● Exercise directions
Gather every line in the records below that contains the word "window", and copy each one as a separate line.

(Entries for locating named things)
++++++++++

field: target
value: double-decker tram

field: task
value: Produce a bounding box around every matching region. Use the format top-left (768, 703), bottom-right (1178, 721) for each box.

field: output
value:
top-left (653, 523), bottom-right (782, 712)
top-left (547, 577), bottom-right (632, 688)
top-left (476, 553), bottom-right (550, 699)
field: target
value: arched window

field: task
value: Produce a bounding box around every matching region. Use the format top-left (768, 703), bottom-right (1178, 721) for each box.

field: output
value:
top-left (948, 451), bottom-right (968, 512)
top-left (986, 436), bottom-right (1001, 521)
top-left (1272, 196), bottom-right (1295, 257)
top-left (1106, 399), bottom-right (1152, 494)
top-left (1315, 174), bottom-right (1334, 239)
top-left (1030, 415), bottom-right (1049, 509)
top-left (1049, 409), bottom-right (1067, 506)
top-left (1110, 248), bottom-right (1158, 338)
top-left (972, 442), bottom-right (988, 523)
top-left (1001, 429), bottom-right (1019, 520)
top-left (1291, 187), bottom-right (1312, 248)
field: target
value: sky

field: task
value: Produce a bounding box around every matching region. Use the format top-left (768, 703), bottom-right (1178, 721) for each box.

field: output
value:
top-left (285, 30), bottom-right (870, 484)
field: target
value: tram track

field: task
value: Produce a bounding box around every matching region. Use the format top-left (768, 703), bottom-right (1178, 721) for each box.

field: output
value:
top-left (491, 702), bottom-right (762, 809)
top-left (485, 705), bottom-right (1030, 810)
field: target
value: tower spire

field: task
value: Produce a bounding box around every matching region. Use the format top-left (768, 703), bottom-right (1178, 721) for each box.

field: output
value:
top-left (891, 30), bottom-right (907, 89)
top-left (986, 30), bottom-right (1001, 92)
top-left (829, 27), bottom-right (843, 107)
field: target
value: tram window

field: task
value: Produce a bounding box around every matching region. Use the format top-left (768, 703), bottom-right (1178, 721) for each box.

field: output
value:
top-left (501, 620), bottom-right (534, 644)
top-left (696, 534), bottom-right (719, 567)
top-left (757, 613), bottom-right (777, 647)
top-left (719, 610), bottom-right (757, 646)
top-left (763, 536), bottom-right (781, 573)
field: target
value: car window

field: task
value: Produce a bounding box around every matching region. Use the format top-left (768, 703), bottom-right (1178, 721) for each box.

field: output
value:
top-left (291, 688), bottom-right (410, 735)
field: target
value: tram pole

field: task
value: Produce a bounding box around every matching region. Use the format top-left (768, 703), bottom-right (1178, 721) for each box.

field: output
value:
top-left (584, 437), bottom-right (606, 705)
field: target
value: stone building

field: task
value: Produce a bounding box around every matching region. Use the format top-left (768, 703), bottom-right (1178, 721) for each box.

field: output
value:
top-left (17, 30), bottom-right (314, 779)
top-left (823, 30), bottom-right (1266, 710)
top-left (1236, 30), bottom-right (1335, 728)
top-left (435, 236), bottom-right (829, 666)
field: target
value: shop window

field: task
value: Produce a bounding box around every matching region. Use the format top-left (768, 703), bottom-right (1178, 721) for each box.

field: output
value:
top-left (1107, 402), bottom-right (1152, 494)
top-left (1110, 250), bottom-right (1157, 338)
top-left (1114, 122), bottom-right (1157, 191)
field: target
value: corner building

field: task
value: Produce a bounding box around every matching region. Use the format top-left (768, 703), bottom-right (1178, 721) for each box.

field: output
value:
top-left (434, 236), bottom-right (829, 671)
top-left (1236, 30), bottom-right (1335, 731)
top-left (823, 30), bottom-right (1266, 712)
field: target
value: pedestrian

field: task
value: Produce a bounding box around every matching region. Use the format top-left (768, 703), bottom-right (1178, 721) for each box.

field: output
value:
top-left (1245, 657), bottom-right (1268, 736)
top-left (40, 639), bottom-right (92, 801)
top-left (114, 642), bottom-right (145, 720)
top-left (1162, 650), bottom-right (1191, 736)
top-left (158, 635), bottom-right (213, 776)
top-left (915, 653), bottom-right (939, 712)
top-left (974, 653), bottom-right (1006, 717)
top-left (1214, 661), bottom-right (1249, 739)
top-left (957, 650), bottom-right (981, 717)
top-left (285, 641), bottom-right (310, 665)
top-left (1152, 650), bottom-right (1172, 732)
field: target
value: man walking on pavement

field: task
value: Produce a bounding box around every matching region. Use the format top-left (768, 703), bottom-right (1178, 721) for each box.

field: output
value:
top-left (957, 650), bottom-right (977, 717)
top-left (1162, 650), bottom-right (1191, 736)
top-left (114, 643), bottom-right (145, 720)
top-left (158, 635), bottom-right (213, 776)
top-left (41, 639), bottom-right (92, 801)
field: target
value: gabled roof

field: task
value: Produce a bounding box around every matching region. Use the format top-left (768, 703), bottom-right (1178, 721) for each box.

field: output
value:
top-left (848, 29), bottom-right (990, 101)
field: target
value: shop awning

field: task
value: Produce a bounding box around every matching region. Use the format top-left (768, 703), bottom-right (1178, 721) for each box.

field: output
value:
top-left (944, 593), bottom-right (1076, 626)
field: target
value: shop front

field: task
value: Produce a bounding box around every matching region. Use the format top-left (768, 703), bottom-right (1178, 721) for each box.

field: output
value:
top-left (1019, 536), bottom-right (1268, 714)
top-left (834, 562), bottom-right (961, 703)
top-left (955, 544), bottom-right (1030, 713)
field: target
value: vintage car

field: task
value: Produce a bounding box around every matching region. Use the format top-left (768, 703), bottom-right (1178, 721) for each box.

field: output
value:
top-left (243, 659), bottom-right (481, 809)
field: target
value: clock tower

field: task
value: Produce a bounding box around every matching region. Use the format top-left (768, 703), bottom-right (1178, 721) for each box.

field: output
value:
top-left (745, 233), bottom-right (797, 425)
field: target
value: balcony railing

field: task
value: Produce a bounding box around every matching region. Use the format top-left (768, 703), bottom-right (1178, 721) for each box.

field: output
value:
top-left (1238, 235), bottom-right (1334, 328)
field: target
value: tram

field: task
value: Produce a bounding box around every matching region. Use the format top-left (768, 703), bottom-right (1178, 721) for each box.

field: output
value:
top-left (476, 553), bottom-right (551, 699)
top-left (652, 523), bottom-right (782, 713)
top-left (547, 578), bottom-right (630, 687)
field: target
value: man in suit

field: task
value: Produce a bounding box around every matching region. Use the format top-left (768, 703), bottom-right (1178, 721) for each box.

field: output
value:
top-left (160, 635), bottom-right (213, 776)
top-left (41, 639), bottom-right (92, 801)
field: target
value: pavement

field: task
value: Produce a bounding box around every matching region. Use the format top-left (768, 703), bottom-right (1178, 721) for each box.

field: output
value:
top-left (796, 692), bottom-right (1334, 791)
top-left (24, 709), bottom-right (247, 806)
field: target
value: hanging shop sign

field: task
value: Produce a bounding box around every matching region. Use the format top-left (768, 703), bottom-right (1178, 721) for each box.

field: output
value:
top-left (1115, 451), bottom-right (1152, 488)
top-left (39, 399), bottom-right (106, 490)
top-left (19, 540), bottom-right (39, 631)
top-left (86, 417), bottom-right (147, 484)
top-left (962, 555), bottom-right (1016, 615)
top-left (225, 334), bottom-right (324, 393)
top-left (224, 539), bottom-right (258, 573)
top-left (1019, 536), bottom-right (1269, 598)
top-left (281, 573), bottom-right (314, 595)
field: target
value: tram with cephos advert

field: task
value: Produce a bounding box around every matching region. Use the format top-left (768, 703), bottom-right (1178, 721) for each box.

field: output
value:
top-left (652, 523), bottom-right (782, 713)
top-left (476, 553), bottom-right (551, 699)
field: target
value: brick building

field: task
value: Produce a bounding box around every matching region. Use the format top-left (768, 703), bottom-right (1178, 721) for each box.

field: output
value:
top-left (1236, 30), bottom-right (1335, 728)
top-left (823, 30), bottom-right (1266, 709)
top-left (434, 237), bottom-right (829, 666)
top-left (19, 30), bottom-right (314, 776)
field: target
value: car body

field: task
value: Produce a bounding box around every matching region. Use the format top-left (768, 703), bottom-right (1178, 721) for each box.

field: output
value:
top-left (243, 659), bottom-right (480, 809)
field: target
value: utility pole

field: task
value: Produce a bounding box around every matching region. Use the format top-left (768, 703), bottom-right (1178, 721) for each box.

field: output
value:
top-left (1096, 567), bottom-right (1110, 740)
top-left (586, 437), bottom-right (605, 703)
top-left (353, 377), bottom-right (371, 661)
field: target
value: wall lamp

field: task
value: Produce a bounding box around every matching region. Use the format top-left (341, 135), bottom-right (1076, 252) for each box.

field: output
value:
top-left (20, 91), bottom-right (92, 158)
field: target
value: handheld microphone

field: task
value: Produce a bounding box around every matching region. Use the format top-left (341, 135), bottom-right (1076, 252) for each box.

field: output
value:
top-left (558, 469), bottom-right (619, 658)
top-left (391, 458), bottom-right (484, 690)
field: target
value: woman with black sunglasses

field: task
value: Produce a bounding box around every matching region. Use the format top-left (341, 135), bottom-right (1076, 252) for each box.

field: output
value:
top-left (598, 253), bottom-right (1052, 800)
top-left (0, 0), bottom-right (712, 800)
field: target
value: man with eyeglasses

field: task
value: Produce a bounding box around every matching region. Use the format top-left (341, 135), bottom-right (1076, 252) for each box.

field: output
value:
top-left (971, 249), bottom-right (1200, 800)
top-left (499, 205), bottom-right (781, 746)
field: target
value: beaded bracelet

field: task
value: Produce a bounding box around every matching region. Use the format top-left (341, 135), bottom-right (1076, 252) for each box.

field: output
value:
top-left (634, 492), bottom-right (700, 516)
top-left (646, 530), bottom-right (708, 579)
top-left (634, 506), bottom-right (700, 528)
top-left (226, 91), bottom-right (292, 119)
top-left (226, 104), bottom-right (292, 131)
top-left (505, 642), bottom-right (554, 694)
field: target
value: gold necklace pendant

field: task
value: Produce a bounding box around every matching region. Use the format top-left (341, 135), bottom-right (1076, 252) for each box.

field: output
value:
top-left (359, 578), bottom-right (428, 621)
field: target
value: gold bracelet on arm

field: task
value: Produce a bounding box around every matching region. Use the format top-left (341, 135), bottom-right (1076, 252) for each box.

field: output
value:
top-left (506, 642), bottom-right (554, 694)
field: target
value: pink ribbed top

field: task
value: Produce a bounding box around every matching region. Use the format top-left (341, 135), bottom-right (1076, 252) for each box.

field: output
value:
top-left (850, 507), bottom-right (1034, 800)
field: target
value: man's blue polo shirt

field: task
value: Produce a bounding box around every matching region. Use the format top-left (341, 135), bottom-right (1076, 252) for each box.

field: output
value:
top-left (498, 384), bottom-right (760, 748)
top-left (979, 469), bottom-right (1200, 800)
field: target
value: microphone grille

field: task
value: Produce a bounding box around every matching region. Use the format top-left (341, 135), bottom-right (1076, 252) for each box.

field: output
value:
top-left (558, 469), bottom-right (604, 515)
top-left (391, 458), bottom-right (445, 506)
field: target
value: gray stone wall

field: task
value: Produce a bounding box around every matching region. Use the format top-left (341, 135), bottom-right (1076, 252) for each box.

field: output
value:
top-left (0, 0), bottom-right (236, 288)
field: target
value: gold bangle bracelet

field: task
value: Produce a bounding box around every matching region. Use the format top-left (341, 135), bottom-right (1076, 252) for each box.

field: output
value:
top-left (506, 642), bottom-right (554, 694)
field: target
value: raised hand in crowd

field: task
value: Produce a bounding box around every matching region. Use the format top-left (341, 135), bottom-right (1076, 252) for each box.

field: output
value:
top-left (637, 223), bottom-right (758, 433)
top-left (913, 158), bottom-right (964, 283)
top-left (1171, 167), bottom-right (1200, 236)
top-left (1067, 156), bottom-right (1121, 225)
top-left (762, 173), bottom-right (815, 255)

++++++++++

● Completed task
value: arched window
value: tram window
value: car window
value: shop window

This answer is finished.